— Text —
================
Moldau wählt pro-EU: Bombendrohungen und Wahlbetrugsvorwürfe

Von Franziska Trautmann
In der moldauischen Hauptstadt Chişinău weht an den Hausfassaden die Europäische Flagge. Das Wahlergebnis könnte nicht eindeutiger sein: die pro-europäische „Partei der Aktion und Solidarität“ (PAS) von Staatspräsidentin Maia Sandu behält mit 50,2 Prozent die klare Mehrheit im Parlament. Ein Aufatmen für Sandu, gefolgt von einem Aufschrei des „Patriotischer Blocks“, ein pro-russisches Bündnis aus Sozialisten (PSRM) und Kommunisten (PCM). Denn die Parlamentswahlen stellten eine maßgebende politische Entscheidung zwischen EU und Russland dar. Co-Vorsitzender des Blocks und ehemaliger Präsident Moldaus Igor Dodon spricht von Wahlbetrug „des Westens“ und rief zu Großprotesten auf.
Mögliche Unruhen in kommenden Tagen
Staatspräsidentin Sandu bedankte sich noch am Wahlabend bei den Bürgern für ihre Wahlbeteiligung - sie alle hätten „heute die Zukunft des Landes für viele Jahre, weit über die kommenden vier Jahre hinaus geprägt“. Die Wahlbeteiligung lag bei 52 Prozent und damit höher als bei den letzten 2021 (48 Prozent). Kurz nach Danksagung warnte Sandu, vor Unruhen und Krawallen von pro-russischen Kräften in den nächsten Tagen. Auch das "Institute for the Study of War" (ISW) alarmiert, dass der Kreml gewaltsame Proteste inszenieren könnte und bereits „Voraussetzungen dafür geschaffen wurden“, um Sandu aus ihrem Amt zu entheben.
================
— Ausgangsmaterial —
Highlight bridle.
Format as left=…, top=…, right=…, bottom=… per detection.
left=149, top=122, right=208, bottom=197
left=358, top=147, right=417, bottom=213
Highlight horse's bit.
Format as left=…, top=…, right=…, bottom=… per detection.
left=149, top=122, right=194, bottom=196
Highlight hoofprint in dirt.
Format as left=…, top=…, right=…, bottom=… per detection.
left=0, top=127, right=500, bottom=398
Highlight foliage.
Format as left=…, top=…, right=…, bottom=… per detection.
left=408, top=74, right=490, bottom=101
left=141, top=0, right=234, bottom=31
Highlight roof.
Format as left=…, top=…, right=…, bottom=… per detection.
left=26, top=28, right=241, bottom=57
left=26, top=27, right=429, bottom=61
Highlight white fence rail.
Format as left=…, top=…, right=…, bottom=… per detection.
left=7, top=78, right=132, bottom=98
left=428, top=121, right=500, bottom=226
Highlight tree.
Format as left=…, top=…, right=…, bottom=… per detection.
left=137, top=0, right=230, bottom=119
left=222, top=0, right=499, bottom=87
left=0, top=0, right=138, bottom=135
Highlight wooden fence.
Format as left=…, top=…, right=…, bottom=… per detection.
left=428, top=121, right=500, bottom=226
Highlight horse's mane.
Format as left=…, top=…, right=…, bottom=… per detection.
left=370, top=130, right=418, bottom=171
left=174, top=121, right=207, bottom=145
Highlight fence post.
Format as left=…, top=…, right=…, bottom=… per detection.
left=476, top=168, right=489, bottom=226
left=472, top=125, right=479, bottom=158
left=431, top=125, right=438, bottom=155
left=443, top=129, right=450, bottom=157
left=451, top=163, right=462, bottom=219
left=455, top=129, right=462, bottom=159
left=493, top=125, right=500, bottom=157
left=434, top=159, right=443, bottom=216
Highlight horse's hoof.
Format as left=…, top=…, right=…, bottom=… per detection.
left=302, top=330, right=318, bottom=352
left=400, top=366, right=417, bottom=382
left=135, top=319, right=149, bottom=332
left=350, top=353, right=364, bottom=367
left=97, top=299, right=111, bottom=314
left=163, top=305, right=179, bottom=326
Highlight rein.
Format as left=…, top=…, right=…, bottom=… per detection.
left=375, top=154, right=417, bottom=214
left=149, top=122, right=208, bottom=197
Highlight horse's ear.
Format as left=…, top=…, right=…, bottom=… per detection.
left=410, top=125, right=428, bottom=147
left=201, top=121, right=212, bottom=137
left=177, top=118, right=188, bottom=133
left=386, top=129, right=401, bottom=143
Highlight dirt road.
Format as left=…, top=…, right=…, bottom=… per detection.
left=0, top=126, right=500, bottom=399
================
— Aufgabenstellung —
Nehmen Sie den Text über die Parlamentswahl in Moldau wieder auf und führen Sie ihn im Anschluss an seinen letzten Satz weiter. Die Datensätze sind hierfür ohne Belang.

— Lösung —
Insbesondere wird damit der offen mit dem Kreml verbündeten Patriotischen Block ins Visier genommen. Mit 24,2 Prozent landete er hingegen eigener Erwartungen auf Platz Zwei. Sonst schafften noch das Bündnis „Alternative“ sowie die Parteien „Unsere Partei“ und „Demokratie daheim“ mit ein paar Mandaten den Sprung ins Parlament. Noch bevor es Ergebnisse gab, trat Dodon Sonntagabend im nationalen Fernsehen auf und rief zu einer Protestkundgebung für Montag auf. Er behaupte, seine Oppositionspartei hätte gewonnen. „Die Bürger haben gewählt. Ihre Stimme muss respektiert werden, auch wenn sie euch nicht gefällt“, sagte er und richtete sich dabei an Sandu und ihre Partei. Dodon beklagte, dass vor allem aus der russisch kontrollierten Region Transnistrien Moldauer an der Wahl gehindert worden wären, Russland unterstütze diese Aussage. Trotzdem konnte der Oppositionsführer am Montag nur wenige Unzufriedene auf den Straßen der Hauptstadt versammeln.
Schon am Wahltag vermutete Moldau Russlands Finger im Spiel. Rund um die Wahl wurden landesweite Bombendrohungen an Wahllokalen und Cyberangriffe auf Computer der Wahlbehörden gemeldet. Die OSZE-Wahlbeobachtungsmission bestätigte die Vorkommnisse. Auch Wahllokale in Italien, Rumänien, Spanien und den USA erhielten Drohungen – Russland wies alle Vorwürfe zurück.
Wochenlange russische Einflussnahme
Aber bereits in den Wochen davor hatte Sandu dem Kreml vorgeworfen, sich mit pro-russischer Propaganda in den Wahlkampf einzumischen und so die Wahlen zu manipulieren. Putin hat dafür mehr als 100 Millionen Euro investiert, um zum Beispiel im Ausland lebende Wähler abzuwerben oder junge Männer aus Sportvereinen und kriminellen Netzwerken als Unruhestifter bei Protesten zu rekrutieren. Laut Moldaus Präsidentin hatte es daraufhin verstärkte Polizeipräsenz und sogar Hunderte Razzien und Dutzende Festnahmen gegeben. Den größten Wahlkampf führte Russland aber auf Social Media Plattformen wie TikTok oder Telegram. Anti-EU Parolen und Hassrede gegen Sandu gingen mithilfe manipulierter Algorithmen viral.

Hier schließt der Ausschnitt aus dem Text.